3.2 Pose-guided Feature Aggregation

Occluded person images suffer from less body information, and non-body part information can be ambiguous, which causes performance degradation. Thus, we employ a human pose estimator to extract keypoint information from images.

Pose Estimation. Given a person image $x$ , the estimator extract $M$ landmarks from input image. Then the landmarks are utilized to generate heatmaps $\textbf{H}=[h_{1},h_{2},...,h_{M}]$ . Each heatmap is downsampled to the size of $(H/4)\times(W/4)$ . The maximum response point of each heatmap corresponds to a joint point. We set a threshold $\gamma$ to filter out high confidence landmarks and low confidence landmarks. But unlike (Miao et al. 2019), we do not set the heatmap whose landmark is smaller than $\gamma$ to 0. Instead, a label $l_{i}\in\{0,1\},i=1,...,M$ will be assigned for each heatmap. Formally, heatmap label can be illustrated as:

l_{i}=\left\{\begin{aligned} 0\quad c_{i}<\gamma\\ 1\quad c_{i}\geq\gamma\\ \end{aligned}\qquad(i=1,...,M),\right.

(4)

where $c_{i}$ denotes the confidence score of i-th landmark.

Pose-guided Feature Aggregation. In order to integrate the the pose information, we set $K=M$ , which is exactly equal to the number of keypoints. Then, a fully connected layer is applied to heatmaps H to obtain the heatmaps $\textbf{H}^{{}^{\prime}}$ , whose dimension is same as the group part local feature $f_{gp}$ . Next, the heatmaps $\textbf{H}^{{}^{\prime}}$ mutiply $f_{gp}$ element-wisely and obtain the pose-guided feature $\textbf{P}=[P_{1},P_{2},...,P_{M}]$ . Although P has explicitly encoded the information of different parts of the human body, we hope to find the part of the information from $f_{gp}$ that contributes the most to a certain body part. Thus, we develop a matching and distributing mechanism, which regards the part local feature and pose-guided feature as a set similarity measurement problem. Finally, we can obtain the pose-guided feature aggregation set $\textbf{S}=\{S_{i}|i=1,2,...,M\}$ . For each $P_{i}$ , we can find the most similar feature in $f_{gp}$ , and then two features are added to form the $S_{i}$ . Formally,

k=\mathop{\arg\max}_{j}(\frac{\left\langle P_{i},f_{gp}^{j}\right\rangle}{||P_{i}||\ ||f_{gp}^{j}||}),

(5)

S_{i}=P_{i}+f_{gp}^{k},

(6)

where $i=1,2,...,K$ , $\left\langle{\cdot,\cdot}\right\rangle$ denotes the inner product, $f_{gp}^{k}$ denotes the most similar one to $P_{i}$ in $f_{gp}$ .
□ □ □ □ □ □ □
▶ _Problem statement_
Answer these questions from the pose-guided feature aggregation section above:
(a) To what size is each heatmap downsampled?
(b) What label does a heatmap receive when its landmark's confidence score is below the threshold γ?
(c) How is each S_i formed from P_i?

▶ _The data_
□ □ □ □ □ □ □
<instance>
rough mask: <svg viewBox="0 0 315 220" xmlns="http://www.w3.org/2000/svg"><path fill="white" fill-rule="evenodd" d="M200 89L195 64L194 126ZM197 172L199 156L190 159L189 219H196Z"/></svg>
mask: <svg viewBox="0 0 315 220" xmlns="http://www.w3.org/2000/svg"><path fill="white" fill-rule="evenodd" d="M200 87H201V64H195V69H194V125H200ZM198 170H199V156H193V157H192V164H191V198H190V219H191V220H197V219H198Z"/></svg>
□ □ □ □ □ □ □
▶ _Answer to the exercise_
(a) (H/4)×(W/4)
(b) 0
(c) P_i is added to its most similar feature in f_gp, written f_gp^k.